Важно отметить, что Карнап, в сущности, заменяет вопрос об отношении между языком и реальностью вопросом об отношении между языком и «проецируемой» этим языком онтологией. Как уже было сказано, каждый языковой каркас содержит правила, определяющие, что считать реальным или существующим, и тем самым постулирует существование определенных объектов. Совокупность постулируемых таким образом объектов составляет онтологию данного языкового каркаса. Вопрос о внеязыковой реальности выносится, стало быть, за «скобки» философского рассмотрения. Отсюда можно сделать вывод, что реальность вне всех языковых каркасов превращается в «ноуменальный» мир, о котором мы ничего не можем знать и который поэтому становится бесполезным «допущением». Вместе с тем Карнап отказывается от идеи «универсального» языка и логики, пронизывающей собой всё и вся. Языковых каркасов может быть сколько угодно много, и каждый, в соответствии с принятыми в нем логическими правилами, задает свою собственную онтологию. Мы свободны в нашем выборе языковых каркасов, и эта свобода означает конвенциональность языка и относительность онтологии. Немаловажно и то, что языковой каркас трактуется Карнапом как что-то такое, что мы можем сознательно конструировать, что может служить предметом «лингвистической инженерии». Это означает, что рассмотрение языка и проецируемой им онтологии переносится в контекст создания специальных искусственных языков и их исследования в рамках логической семантики.
 
   Итак, мы рассмотрели первый этап в развитии моделей соотношения языка и реальности в рамках аналитической философии. Этот этап отличается тем, что в представлениях о языке доминирующей оказалась сформулированная Фреге концепция языка с заложенными в ней возможностями логического анализа. Аналитических философов очаровал созданный в рамках новой логики формальный язык – очаровал четкостью логической структуры, точностью правил и удивительной прозрачностью отношения между его знаками и тем, что они обозначают. Этот язык стал для них образцом не только в том смысле, что он лишен многих недостатков естественного языка, но и в том, что он являет собой своего рода «квинтэссенцию» языка: все те аспекты естественного языка, которые не находят отражения в «логически совершенном» языке, были восприняты аналитическими философами как вторичные или, по крайней мере, как не оказывающие существенного влияния на его «фундаментальные» черты. Однако любой искусственный язык, какими бы богатыми выразительными возможностями он ни обладал, имеет одно принципиальное отличие от естественного – он создается для определенных, т. е., иначе говоря, ограниченных, целей, тогда как естественный язык по своей природе многофункционален. Формально-логические языки вроде языка логики предикатов имеют в качестве основной и определяющей репрезентирующую, или описательную, функцию; каждое их выражение в соответствии с правилами интерпретации соотносится простым и однозначным образом с некоторым элементом четко определяемой «онтологии» языка. Когда такой язык берется в качестве модели естественного языка, из рассмотрения исключаются другие функции последнего, а также не учитываются те, кто используют язык, чтобы говорить о мире; они просто имеют в своем распоряжении готовую систему «язык-мир», никоим образом не влияют на природу связи между словом и обозначаемым им предметом и не участвуют в механизмах установления этой связи.

+++

Какую функцию, согласно отрывку, формально-логические языки вроде языка логики предикатов имеют в качестве основной и определяющей? Приведенный далее список никак не связан с отрывком.

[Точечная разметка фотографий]
+++

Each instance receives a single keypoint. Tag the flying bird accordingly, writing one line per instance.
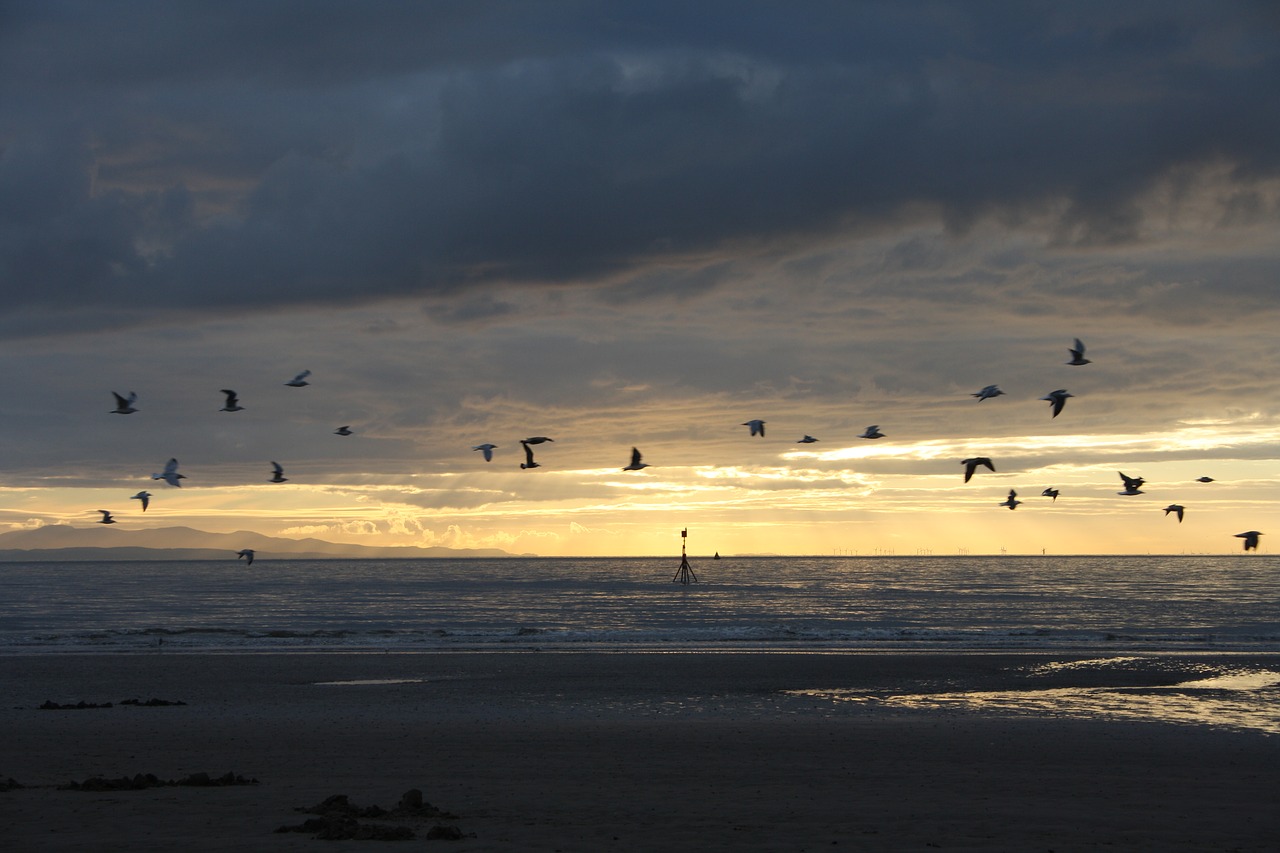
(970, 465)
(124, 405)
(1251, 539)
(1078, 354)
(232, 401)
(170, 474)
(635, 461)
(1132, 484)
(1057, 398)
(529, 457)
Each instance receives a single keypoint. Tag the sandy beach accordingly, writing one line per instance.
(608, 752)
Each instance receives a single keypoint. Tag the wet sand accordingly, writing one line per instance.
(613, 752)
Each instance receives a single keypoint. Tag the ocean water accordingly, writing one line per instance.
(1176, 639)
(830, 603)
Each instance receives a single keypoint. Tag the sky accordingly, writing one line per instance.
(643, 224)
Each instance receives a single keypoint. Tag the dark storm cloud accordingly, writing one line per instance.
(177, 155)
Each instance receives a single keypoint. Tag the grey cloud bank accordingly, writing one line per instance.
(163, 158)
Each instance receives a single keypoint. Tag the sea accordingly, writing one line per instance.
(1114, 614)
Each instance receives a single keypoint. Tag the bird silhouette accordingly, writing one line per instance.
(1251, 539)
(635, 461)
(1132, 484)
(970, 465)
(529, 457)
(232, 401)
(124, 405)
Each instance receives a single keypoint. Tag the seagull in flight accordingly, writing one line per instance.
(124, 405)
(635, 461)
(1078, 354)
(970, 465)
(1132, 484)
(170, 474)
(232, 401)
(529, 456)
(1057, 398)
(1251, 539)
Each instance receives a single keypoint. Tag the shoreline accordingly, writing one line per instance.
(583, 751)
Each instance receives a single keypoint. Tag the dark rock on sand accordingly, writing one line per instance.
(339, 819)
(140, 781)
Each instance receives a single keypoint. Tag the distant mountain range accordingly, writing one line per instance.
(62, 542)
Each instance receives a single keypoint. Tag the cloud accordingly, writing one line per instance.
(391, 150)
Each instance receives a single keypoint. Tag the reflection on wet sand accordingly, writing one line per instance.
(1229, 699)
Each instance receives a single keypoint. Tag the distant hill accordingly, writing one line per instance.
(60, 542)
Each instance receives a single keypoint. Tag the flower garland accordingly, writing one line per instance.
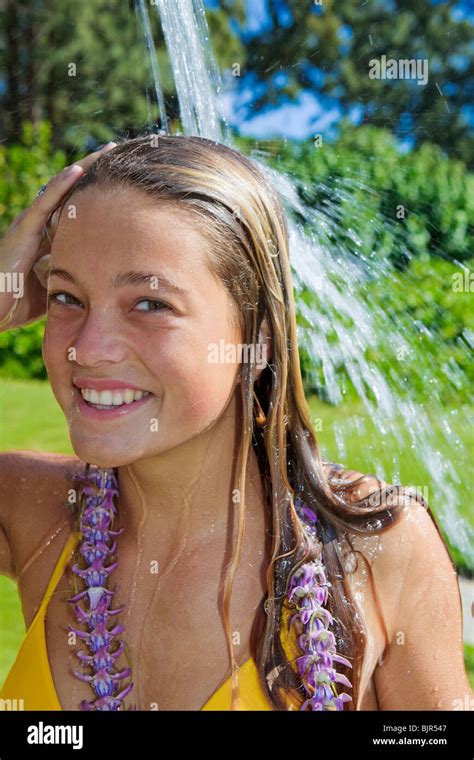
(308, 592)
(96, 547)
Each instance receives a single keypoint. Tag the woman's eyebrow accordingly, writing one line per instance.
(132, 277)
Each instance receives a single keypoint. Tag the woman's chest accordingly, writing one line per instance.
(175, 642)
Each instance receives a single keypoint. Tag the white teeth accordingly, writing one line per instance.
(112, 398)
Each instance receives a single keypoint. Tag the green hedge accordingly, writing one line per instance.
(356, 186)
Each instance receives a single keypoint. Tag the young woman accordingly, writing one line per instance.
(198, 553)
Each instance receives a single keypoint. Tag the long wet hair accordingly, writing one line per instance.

+++

Ответ к заданию: Репрезентирующую, или описательную, функцию.